* **Your instructions**: Starting with the first line, transcribe the material exactly through to the last.

....

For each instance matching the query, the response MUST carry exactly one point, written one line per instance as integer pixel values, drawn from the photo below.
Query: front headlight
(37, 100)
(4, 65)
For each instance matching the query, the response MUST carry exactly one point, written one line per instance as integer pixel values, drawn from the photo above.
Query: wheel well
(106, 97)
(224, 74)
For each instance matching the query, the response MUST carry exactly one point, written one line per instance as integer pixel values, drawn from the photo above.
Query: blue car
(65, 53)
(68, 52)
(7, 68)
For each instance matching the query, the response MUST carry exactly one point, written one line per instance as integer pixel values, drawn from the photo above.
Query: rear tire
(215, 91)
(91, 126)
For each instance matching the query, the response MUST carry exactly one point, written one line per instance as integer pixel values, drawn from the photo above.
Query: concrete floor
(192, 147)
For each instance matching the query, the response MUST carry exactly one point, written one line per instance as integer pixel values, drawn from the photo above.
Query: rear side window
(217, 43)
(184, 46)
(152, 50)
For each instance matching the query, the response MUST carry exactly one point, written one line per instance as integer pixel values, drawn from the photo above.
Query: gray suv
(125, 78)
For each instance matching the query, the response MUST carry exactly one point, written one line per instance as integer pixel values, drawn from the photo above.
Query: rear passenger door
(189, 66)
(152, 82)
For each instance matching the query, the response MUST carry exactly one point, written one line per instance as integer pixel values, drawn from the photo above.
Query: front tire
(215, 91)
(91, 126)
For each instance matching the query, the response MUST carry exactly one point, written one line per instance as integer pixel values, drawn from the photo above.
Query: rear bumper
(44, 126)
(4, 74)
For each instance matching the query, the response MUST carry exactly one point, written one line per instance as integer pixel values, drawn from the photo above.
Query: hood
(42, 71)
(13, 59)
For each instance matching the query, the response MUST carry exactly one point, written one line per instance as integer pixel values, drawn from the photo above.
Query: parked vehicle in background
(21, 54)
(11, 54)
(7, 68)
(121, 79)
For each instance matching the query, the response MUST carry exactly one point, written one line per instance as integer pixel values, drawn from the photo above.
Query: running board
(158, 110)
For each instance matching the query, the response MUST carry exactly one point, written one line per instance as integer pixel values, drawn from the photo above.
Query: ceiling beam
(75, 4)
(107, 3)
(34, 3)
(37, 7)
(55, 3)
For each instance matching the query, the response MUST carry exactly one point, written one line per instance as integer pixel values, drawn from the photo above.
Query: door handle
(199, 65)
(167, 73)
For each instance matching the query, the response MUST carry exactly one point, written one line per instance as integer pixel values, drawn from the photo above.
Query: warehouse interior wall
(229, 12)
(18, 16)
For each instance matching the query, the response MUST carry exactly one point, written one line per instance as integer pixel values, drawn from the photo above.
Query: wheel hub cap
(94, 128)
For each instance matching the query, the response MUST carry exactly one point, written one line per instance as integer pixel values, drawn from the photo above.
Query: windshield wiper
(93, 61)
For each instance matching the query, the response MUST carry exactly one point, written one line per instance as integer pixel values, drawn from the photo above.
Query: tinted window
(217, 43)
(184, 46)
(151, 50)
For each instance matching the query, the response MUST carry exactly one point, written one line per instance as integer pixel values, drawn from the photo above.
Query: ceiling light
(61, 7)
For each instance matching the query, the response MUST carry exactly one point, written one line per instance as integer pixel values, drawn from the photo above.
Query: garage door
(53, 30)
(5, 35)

....

* **Result for this exercise**:
For each instance matching the query, the response MUST carry exactly one point, written one line per instance as integer pixel values, drawn from the photo below.
Query: front headlight
(37, 100)
(4, 65)
For each instance matching the query, the response MUST carry exactly one point, written one line per instance as integer pixel values, drawn from the photo above.
Query: wheel well
(106, 97)
(224, 74)
For each instance matching the query, the response MUST carry exactly one point, written one line per instance as integer pixel values, drawn from the photo above.
Query: blue car
(65, 53)
(68, 52)
(7, 68)
For each instance matching the query, the response MUST carry exactly one point, written one line per instance as integer pixel values, drawn from the photo above.
Query: rear tire
(215, 91)
(91, 126)
For each instance matching the query, the response MUST carry exactly one point, written one line per instance as integer pixel values, drawn from the photo above.
Query: concrete floor
(192, 147)
For each instance matching the query, the response MUST carry exactly one point, written one line per instance as integer pixel values, drawn from the photo above.
Query: rear side window
(217, 43)
(184, 46)
(152, 50)
For each instance matching the query, the response MUST carry exactly one point, written one line per instance as integer pixel values, drawn from the photo above.
Query: gray suv
(125, 78)
For each instance matching the query, the response MUST carry exactly one point, written one line per instance as integer pixel values, drawn from the photo above.
Query: rear passenger door
(189, 66)
(152, 82)
For each instance matching the query, the response MUST carry exactly one point, written one line per instance as integer pixel values, drawn from the photo above.
Query: front tire
(215, 91)
(91, 126)
For each instance matching the query, the response MUST carry exactly one point, written one line per instance as integer pixel values, drawn from the photo above.
Query: rear bumper
(44, 126)
(4, 74)
For each instance matching the query, the response MUST carry exactly one point, written one line per instance as integer pixel values, drawn from the photo above.
Query: hood
(42, 71)
(13, 59)
For each instance matching the query, the response MUST carry exactly one point, written one line per instance as integer pixel values, drawn from the photo above.
Query: parked vehicle in background
(21, 54)
(11, 54)
(7, 68)
(121, 79)
For each instance matching the query, the response MUST carry exactly one point, written one line per instance as integer pixel values, drawn from the photo above.
Query: running board
(158, 110)
For each instance matching the query, the response MUST carry exactly one point, written one line per instance as integer pixel values, drawn from the photo above.
Query: ceiling beam
(75, 4)
(107, 3)
(34, 3)
(37, 7)
(55, 3)
For each instance matching the query, the response MUST carry exactly one point, written one line per instance as integer pixel values, drawn from the photo above.
Query: door handle
(199, 65)
(167, 73)
For each instance matching the query, the response MUST carry exactly one point, written one line per instance as integer pixel values, drawn from the photo above.
Query: warehouse interior wall
(229, 12)
(18, 16)
For each instance matching the query, the response MUST carry exactly one point, written one line per instance as integer pixel values, drawn from the photo above.
Query: wheel hub cap
(94, 128)
For each instance matching the query, the response MUST carry exactly one point, written one line per instance as integer pixel values, drawn from the photo above.
Query: windshield wiper
(93, 61)
For each instance matching the query, the response MUST carry exactly one point, written one line per instance as integer pixel values, drawn from the photo above.
Query: tinted window
(217, 43)
(184, 46)
(151, 50)
For each instance matching the query, the response MUST carry exactly one point, written one line per instance as integer pixel values, drawn from the photo above.
Query: ceiling light
(61, 7)
For each instance matching the query, the response MUST carry exactly one point, written one line per instance as integer pixel values, drawn from the photo above.
Query: garage door
(53, 30)
(5, 35)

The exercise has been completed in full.